The records that follow are to be repeated without alteration.

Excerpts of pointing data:
******

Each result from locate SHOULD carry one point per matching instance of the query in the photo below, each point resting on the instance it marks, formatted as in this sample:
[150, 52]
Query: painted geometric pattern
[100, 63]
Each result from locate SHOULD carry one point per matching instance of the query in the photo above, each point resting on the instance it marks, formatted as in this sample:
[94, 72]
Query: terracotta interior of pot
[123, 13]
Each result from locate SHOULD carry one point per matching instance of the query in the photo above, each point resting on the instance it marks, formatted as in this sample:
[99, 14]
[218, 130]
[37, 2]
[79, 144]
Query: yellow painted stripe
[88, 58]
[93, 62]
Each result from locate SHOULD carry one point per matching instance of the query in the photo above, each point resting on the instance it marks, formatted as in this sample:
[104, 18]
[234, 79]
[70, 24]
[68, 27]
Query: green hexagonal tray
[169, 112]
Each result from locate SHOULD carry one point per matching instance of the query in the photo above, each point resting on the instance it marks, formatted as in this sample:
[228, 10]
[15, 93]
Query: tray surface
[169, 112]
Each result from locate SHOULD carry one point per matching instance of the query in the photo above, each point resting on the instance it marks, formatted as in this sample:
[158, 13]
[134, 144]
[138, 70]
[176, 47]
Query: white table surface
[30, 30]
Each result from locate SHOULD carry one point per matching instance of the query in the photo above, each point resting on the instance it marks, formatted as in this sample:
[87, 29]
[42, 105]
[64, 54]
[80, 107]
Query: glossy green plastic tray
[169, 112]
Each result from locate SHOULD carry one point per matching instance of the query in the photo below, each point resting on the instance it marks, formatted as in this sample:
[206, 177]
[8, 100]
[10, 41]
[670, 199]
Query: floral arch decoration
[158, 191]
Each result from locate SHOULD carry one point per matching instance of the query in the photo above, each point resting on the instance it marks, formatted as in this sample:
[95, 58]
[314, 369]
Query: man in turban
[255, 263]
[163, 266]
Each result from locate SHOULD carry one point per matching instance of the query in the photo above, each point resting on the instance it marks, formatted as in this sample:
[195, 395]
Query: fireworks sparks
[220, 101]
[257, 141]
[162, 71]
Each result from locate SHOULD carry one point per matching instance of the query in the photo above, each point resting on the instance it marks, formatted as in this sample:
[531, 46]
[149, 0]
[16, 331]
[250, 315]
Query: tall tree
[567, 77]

******

FULL RESPONSE:
Each result from locate SHOULD carry one point per matching instance of the query in the photo below, each point resting on the instance it marks, formatted as in this sample:
[150, 52]
Query: painted geometric pattern
[100, 63]
Each result from locate SHOULD carry one point per matching instance of the query in the photo above, each point resting on the instance it marks, formatted as in this sample:
[94, 72]
Query: terracotta interior of pot
[123, 13]
Each result from locate SHOULD carry one point per matching instance of the query in the photo above, each point resting on the instance it marks, formatted as in this sample:
[99, 14]
[218, 130]
[37, 2]
[79, 144]
Query: yellow painted stripe
[88, 58]
[93, 62]
Each result from locate SHOULD carry one point per matching instance of the query in the photo above, each point resting on the instance it marks, formatted as in this sample:
[104, 18]
[234, 79]
[70, 24]
[68, 27]
Query: green hexagonal tray
[169, 112]
Each result from locate SHOULD carry one point per matching instance of the query in the photo above, each point resting on the instance it marks, formatted as in this sample:
[228, 10]
[15, 93]
Query: tray surface
[169, 112]
Each result from locate SHOULD carry one point per matching instance of the query in the photo above, each point resting on the instance it marks, formatted as in this sample:
[158, 13]
[134, 144]
[138, 70]
[176, 47]
Query: white table surface
[30, 30]
Each result from locate SHOULD carry one point per matching instance of the query in the photo above, each point resting on the instance it marks, formatted as in this sample:
[87, 29]
[42, 105]
[64, 54]
[80, 107]
Query: glossy green plastic tray
[169, 112]
Each result from locate SHOULD carry one point per matching instance of the query in the photo below, each point resting on the instance it marks, formatted as in this sample:
[206, 177]
[8, 100]
[10, 41]
[670, 199]
Query: floral arch decoration
[158, 191]
Each result from locate SHOULD carry one point per matching instance of the query in the photo above, each point resting on the instance it marks, formatted as in this sample:
[95, 58]
[314, 369]
Query: man in turban
[255, 263]
[163, 266]
Each result from locate SHOULD carry one point per matching instance of the query in the photo above, each point resting on the instance it marks, formatted as in this sample:
[195, 395]
Query: fireworks sparks
[220, 101]
[257, 141]
[162, 71]
Each result from locate SHOULD carry one point per matching instance of the query in the photo above, each point resting on the instance it marks, formatted as in this sample:
[531, 46]
[149, 0]
[16, 331]
[250, 315]
Query: tall tree
[567, 77]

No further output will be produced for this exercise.